▶ [Text section]
⁂
Capitol Alert

Gavin Newsom has pattern of posting other people’s work without credit

Lt. Gov. Gavin Newsom reacts after a photo taken before the State of the State address at the State Capitol on Thursday January 21, 2016 in Sacramento, Calif.
Lt. Gov. Gavin Newsom reacts after a photo taken before the State of the State address at the State Capitol on Thursday January 21, 2016 in Sacramento, Calif. pkitagaki@sacbee.com

After acknowledging over the weekend that he failed to credit the original author of a nearly identical social media post he signed attacking Donald Trump, a review of Lt. Gov. Gavin Newsom’s online publishing this month has found one instance in which he used a word-for-word passage from another source and additional examples of posting other people’s work without attribution.

In an essay in The Daily Beast last week, Newsom appears to draw heavily from a passage of a fact sheet on conversion therapy from the National Center for Lesbian Rights. He writes: “The techniques therapists have used to try to change sexual orientation and gender identity are horrifying. They include inducing nausea, vomiting, or paralysis while showing the patient homoerotic images; providing electric shocks; using shame to create aversion to same-sex attractions. Other techniques include trying to make patients’ behavior more stereotypically feminine or masculine, teaching heterosexual dating skills, using hypnosis to try to redirect desires and arousal.”

Here is the similar passage from the National Center for Lesbian Rights: “According to a 2009 report of the American Psychological Association, the techniques therapists have used to try to change sexual orientation and gender identity include inducing nausea, vomiting, or paralysis while showing the patient homoerotic images; providing electric shocks; having the individual snap an elastic band around the wrist when aroused by same-sex erotic images or thoughts; using shame to create aversion to same-sex attractions; orgasmic reconditioning; and satiation therapy. Other techniques include trying to make patients’ behavior more stereotypically feminine or masculine, teaching heterosexual dating skills, using hypnosis to try to redirect desires and arousal, and other techniques – all based on the scientifically discredited premise that being LGBT is a defect or disorder.”
⁂
▶ [Input data]
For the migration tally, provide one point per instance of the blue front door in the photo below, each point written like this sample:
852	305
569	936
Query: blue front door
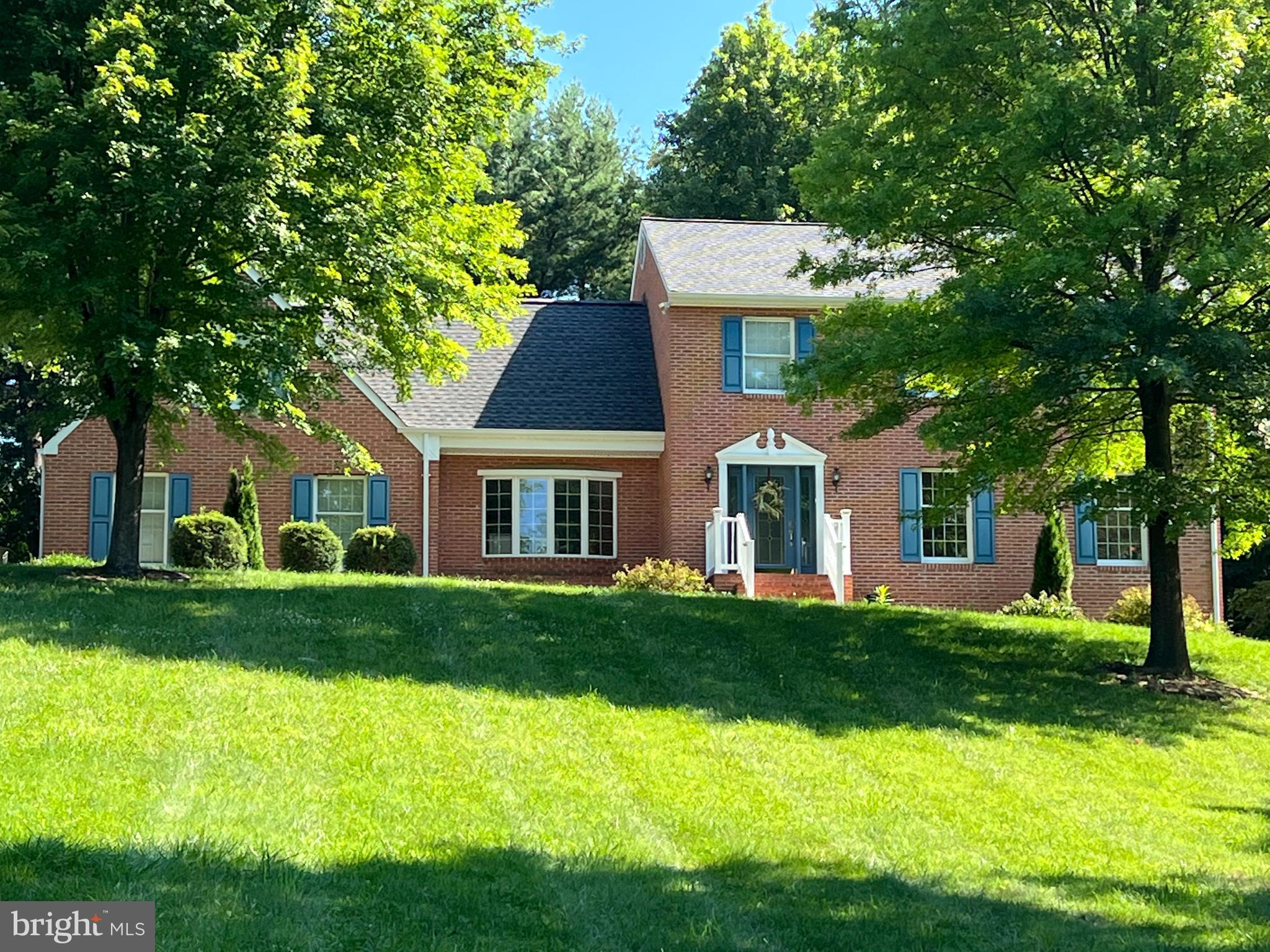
771	509
780	506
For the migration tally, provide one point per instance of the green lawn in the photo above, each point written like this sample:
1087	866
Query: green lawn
342	762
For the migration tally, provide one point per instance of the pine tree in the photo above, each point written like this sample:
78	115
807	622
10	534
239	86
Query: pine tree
249	518
1052	569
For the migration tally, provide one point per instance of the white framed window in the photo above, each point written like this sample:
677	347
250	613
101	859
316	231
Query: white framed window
154	518
340	505
948	539
540	513
766	346
1122	539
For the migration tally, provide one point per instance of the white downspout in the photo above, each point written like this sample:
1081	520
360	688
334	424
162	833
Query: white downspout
1215	557
431	451
40	545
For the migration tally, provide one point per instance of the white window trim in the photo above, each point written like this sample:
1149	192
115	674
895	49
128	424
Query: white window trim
319	478
167	516
1122	563
745	350
550	477
969	528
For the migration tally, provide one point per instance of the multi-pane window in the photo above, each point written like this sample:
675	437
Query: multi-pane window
768	347
568	517
1119	532
498	517
600	517
342	505
154	519
946	531
533	523
550	516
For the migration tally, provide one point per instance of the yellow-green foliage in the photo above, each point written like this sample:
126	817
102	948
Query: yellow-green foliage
1133	607
660	575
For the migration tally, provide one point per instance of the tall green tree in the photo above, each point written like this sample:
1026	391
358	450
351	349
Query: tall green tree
⁂
▶ [What to do]
a: Write out everything from "After acknowledging over" down to "work without attribution." in the article on Gavin Newsom's online posts, replacing "weekend" with "holiday".
b: Translate this sentence from the article on Gavin Newsom's online posts into Spanish: "The techniques therapists have used to try to change sexual orientation and gender identity are horrifying."

▶ [Responses by item number]
a:
After acknowledging over the holiday that he failed to credit the original author of a nearly identical social media post he signed attacking Donald Trump, a review of Lt. Gov. Gavin Newsom’s online publishing this month has found one instance in which he used a word-for-word passage from another source and additional examples of posting other people’s work without attribution.

b: Las técnicas que los terapeutas han utilizado para intentar cambiar la orientación sexual y la identidad de género son horribles.